→ **Document segment**:

= = =

The idea is that courageous people will take action where beneficial even in the face of fear and it is also emphasized that recklessness will tend to lead to harm, which distinguishes courage from fearlessness. An honest person will generally speak the truth without succumbing to the temptation to micromanage an assortment of (white) lies aiming for higher utility. A just person will seek out win-win situations and will be reluctant to receive boon at someone else’s expense. A superb virtue is phronesis (prudence or practical wisdom): good judgment in determining how to act and what is needed for a good life (eudaimonia). Apparently, Socrates claimed that the only fundamental virtue is knowledge and that the rest will follow. You can consult some lists on Wikipedia here and here. According to Alasdair MacIntyre in After Virtue, Aristotle claimed one needs to possess all of the primary virtues to be truly virtuous of character as they mutually support each other.

There is no claim that a virtuous person will obtain the best possible result as is the goal in consequentialism (despite the fact that in practice one must satisfice). Nor are there hard-and-fast rules that, say, a truthful person must literally always say the truth as there may be under deontology. Being able to practically cope with the fuzzy edge cases and difficult situations is itself a virtue to be developed!

Virtue ethics is a decentralized protocol that works best when everyone is on the same page. When most beings in a society agree on the virtuous character traits and can trust every member is trying to live by them, then the hypothesis is that on the whole the values of members in this society will be more ongoingly fulfilled. And in the Western culture I’m familiar with, creativity, diversity, and independence of thought are all valued, which may serve to counterbalance a tendency toward a homogeneous society where everyone agrees on everything. I’d postulate along with Logan that a good top-level value for society is diversity of phenomenological experience.

An important concept mentioned in After Virtue is that virtues as character traits need to align with what one truly wants to do. That is, I am not honest because I believe that “a good person must be honest” but because I authentically, plain and simply want to tell the truth. Thus once a virtue is sculpted into one’s character, it’s low-maintenance. This serves to distinguish virtues from rules.


My stance is that all three of these paradigms have their perks and it’s misguided to expect one to be superior in all situations.

How might this look from the computational perspective? Sometimes one can clearly specify a problem and solution with rules and programmatic precision, such as exact algorithms for sorting numbers (e.g., \(\{2,3,1\} \mapsto \{1,2,3\}\)). Watching sorting algorithms at play can be quite fun and illustrative. There’s no need for a consequentialist specification of the highest good where each action is judged according to how it contributes to sorting the list. The virtue of modesty and humility may apply here: each number \(x\) should know its place without trying to place itself above a number it’s not (imagine \(3\) getting cocky and thinking it’s bigger than \(666\)!) and without believing itself to be less than it is. Thus the numbers, when virtuous, will sort themselves without recourse to rules or calculating the consequences of each re-arrangement. In this toy example, all paradigms can work albeit in rather different ways.

= = =

→ **Data segment**:

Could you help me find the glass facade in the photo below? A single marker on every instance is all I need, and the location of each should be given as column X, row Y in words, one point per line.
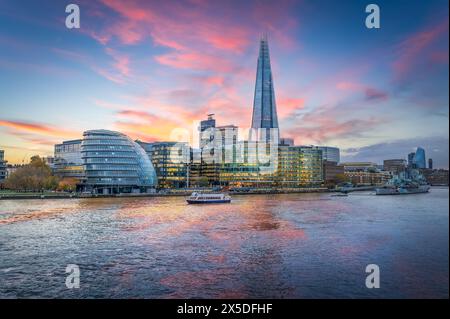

= = =

→ **What you are asked to do**: Please restate the virtue ethics passage, beginning at "An important concept" and stopping after "virtues from rules.", and swap "honest" for "truthful" throughout.

→ **Completed task**:
An important concept mentioned in After Virtue is that virtues as character traits need to align with what one truly wants to do. That is, I am not truthful because I believe that “a good person must be truthful” but because I authentically, plain and simply want to tell the truth. Thus once a virtue is sculpted into one’s character, it’s low-maintenance. This serves to distinguish virtues from rules.